Extracted data →
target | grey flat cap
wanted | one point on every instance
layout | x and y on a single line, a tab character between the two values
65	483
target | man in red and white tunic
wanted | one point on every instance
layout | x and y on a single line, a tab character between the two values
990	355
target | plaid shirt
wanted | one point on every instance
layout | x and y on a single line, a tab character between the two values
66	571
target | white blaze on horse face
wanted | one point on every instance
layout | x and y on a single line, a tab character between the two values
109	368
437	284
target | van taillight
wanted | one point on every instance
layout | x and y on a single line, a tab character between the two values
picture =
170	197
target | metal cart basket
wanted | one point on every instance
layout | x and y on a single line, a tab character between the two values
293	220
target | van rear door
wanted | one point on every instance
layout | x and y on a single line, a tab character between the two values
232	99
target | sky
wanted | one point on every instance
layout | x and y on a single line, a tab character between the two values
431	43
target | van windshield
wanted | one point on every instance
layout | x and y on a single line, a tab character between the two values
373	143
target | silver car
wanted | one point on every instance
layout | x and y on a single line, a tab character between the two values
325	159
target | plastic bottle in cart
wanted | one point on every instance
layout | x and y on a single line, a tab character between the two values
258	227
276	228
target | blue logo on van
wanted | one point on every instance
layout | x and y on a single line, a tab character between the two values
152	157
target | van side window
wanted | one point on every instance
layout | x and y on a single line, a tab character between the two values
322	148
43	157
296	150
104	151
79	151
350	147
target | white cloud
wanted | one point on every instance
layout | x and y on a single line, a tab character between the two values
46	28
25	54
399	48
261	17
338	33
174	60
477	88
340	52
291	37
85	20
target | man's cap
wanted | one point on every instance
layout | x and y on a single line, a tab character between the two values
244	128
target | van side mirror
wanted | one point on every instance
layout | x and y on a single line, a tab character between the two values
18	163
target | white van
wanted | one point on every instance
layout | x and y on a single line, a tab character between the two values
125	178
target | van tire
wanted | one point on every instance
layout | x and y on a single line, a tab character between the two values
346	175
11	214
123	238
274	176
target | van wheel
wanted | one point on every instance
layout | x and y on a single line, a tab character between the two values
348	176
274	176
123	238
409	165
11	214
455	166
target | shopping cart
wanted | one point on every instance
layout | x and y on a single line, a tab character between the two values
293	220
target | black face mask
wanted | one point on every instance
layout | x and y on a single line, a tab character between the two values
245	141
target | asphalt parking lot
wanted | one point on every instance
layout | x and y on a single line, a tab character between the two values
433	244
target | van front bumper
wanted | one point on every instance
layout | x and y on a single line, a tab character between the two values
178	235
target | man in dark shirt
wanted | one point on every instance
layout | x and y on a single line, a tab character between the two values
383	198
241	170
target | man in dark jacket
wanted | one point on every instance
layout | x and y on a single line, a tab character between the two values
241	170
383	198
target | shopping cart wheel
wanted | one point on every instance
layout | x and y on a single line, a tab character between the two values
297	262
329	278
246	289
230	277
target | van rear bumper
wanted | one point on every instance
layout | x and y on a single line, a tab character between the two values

What is being asked → Among the entries above, determine how many lines contain "shirt", then output only that number.

Result for this exercise → 2